▸ Excerpt to read:
━━━━━━━━
Although existing CNN models of biological visual processing are typically deterministic and thus lack variability, not all types of CNN designs are deterministic. In Bayesian neural networks, the posterior distribution of network parameters is estimated, so that during inference, artificial neural responses are represented as distributions. Then, trial-by-trial variability can be defined by using Monte Carlo sampling based inference methods. In addition to introducing trial-by-trial variability in CNNs, this approach also gives them the ability to compute uncertainty. Therefore, Bayesian CNNs with Monte Carlo sampling could be used to extend and test predictions of the neural sampling theory of uncertainty representation in the brain33–36. In this study, we used an existing deep neural networks technique, namely dropout, and its relatively new Bayesian interpretation29–32. Our model, though simple, can already capture a wide-range of properties of variability in the brain.

Although our results on variability are qualitative, a promising future direction is to fit Bayesian CNN models to both the mean and variance of the neural responses to stimuli. This goal may require a more capable Bayesian model than the Monte Carlo dropout; in other words, a more flexible variational distribution. There is an argument that Monte Carlo dropout cannot estimate uncertainty effectively60. This is due to the fact that the variational distribution of weights, if the dropout rate is fixed, is a one-parameter discrete distribution (Bernoulli distribution) for which the variance and mean are coupled during updating the only one parameter.
━━━━━━━━
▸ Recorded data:
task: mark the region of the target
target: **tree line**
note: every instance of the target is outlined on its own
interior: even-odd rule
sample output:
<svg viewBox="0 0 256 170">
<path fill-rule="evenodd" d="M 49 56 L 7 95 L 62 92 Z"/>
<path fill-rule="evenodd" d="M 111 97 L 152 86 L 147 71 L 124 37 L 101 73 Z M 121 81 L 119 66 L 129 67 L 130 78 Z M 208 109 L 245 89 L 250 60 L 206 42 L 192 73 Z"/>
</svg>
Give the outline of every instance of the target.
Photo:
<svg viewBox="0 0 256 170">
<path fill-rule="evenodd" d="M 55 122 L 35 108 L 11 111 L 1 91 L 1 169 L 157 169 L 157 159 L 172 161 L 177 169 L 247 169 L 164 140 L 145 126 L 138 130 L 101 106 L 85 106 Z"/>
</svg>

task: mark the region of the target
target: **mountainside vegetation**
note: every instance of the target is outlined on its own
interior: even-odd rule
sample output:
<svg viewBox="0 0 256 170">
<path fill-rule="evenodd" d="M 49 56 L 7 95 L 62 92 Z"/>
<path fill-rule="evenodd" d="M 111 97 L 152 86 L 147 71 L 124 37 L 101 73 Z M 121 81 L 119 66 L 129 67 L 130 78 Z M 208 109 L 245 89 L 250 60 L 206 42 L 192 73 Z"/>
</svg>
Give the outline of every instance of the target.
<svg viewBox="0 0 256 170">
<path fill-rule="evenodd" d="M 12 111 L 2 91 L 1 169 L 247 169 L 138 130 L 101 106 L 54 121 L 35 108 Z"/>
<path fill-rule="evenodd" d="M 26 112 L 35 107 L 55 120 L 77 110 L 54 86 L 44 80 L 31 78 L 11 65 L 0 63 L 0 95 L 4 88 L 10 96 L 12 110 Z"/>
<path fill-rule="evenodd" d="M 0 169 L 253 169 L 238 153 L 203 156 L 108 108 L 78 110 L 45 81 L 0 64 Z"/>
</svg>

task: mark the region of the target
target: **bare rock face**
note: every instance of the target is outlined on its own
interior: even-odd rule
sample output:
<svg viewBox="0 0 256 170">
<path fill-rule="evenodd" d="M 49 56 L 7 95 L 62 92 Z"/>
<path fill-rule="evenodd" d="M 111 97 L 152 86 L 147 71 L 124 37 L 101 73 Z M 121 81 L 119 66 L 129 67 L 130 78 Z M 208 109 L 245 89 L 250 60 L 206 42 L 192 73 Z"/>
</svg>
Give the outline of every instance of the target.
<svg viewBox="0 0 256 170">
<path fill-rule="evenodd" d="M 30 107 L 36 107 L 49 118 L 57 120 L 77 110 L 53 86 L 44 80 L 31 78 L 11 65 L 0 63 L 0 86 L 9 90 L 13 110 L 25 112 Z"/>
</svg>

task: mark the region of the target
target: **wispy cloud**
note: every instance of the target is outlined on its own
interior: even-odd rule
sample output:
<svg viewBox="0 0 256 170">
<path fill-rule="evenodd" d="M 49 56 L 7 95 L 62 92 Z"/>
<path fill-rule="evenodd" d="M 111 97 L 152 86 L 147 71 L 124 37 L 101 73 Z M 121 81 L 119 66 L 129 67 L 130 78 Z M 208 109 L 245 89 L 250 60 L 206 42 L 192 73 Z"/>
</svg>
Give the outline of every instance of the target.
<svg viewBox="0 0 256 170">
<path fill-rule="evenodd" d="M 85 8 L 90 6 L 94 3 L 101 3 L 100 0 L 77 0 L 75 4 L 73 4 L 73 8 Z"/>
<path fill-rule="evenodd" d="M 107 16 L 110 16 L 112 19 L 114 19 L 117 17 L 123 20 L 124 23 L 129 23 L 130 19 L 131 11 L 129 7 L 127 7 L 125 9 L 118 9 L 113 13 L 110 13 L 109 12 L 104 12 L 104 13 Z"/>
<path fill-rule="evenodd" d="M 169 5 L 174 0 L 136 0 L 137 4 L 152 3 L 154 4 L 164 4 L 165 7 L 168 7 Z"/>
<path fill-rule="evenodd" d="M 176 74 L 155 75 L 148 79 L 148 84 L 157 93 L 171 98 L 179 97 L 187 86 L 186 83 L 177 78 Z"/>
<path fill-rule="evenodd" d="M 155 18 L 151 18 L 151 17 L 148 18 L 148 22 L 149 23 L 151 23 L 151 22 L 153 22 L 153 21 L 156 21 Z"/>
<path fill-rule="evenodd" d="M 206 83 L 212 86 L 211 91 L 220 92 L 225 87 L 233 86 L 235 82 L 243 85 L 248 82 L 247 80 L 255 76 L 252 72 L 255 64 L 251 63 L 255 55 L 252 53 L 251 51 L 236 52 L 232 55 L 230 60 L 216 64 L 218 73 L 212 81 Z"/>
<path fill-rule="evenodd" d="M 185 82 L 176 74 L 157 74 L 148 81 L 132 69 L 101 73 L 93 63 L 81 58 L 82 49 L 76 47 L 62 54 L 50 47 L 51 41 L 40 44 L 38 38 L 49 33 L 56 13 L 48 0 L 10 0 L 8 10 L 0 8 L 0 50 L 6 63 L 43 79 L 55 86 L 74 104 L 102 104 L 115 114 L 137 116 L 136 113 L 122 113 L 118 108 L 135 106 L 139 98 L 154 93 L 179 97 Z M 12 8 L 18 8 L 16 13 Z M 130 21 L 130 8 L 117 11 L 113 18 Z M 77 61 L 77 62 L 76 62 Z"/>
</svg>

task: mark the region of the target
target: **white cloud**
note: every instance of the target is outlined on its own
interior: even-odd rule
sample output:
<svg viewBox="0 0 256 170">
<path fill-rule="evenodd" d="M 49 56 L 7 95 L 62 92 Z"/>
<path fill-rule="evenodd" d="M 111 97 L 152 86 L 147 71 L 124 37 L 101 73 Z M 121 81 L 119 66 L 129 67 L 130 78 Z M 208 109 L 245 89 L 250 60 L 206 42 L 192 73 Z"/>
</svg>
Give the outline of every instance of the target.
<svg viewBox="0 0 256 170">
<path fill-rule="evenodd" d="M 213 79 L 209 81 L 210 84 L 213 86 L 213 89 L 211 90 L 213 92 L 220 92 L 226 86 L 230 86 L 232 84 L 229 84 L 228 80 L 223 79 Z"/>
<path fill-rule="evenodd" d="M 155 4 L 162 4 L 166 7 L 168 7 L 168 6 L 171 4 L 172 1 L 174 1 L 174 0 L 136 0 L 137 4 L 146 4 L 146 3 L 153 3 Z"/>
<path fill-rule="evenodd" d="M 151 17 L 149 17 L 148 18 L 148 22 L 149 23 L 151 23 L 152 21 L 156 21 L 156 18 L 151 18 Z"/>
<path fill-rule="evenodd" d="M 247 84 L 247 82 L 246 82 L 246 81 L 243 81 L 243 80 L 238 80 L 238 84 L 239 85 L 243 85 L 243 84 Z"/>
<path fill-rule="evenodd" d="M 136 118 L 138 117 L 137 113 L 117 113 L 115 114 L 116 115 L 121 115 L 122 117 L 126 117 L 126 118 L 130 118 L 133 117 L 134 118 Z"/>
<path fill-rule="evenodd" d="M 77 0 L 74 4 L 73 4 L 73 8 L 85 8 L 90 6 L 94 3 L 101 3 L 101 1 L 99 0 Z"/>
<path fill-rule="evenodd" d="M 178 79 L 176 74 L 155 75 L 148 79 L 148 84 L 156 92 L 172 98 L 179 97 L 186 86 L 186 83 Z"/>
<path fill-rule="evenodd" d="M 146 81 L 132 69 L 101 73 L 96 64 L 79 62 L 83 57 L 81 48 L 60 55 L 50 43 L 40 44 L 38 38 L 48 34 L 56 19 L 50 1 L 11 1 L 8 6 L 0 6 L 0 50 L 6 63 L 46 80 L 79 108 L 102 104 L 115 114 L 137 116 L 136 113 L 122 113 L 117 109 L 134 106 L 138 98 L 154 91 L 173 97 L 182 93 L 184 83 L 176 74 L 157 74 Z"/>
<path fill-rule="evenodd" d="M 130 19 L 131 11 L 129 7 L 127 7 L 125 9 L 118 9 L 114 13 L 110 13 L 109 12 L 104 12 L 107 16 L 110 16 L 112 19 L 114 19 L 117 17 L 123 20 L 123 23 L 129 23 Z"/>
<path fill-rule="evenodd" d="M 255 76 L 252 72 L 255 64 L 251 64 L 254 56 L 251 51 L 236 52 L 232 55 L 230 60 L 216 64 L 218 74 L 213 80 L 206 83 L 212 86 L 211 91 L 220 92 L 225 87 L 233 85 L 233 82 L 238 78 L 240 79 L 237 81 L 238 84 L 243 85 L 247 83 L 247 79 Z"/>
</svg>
━━━━━━━━
▸ Task objective: Extend the passage on Bayesian CNNs and neural variability, picking up after its final sentence.

▸ Answer to the exercise:
Modeling variability and uncertainty representation in the brain

An advantage of our CNN model for neural variability is that it combines a number of properties: it is hierarchical, uses natural stimuli, is trained on a supervised task, and has a Bayesian interpretation.

Mechanistic models showed that recurrent dynamics can reveal cortical-like neural variability61, 62 and covariability63–66. Some of these works also showed that network dynamics can be interpreted as approximating Markov chain Monte Carlo sampling to generate samples of the posterior distribution in Bayesian models. However, these studies did not address natural images and did not relate the structure of variability to performance on a complex visual task, as we did here. To our knowledge, our work is the first to study the effects of noise correlations on object classification performance in a sampling based Bayesian neural network. Our finding that noise correlations impair classification performance can be understood by the observation that input noise that propagates through the feedforward connections limits population information54. Since our CNN model can be considered as having multiplicative Bernoulli noise in the inputs of each layer, the noise correlation observed in our model is likely to be information-limiting, consistent with our results (Fig. 6). Note that our model does not imply a mechanistic implementation of dropout in the nervous system. The corresponding variability for instance might result from recurrent dynamics in neural circuits. However, a recent study suggested that the brain may indeed use a similar representation to dropout in deep learning67.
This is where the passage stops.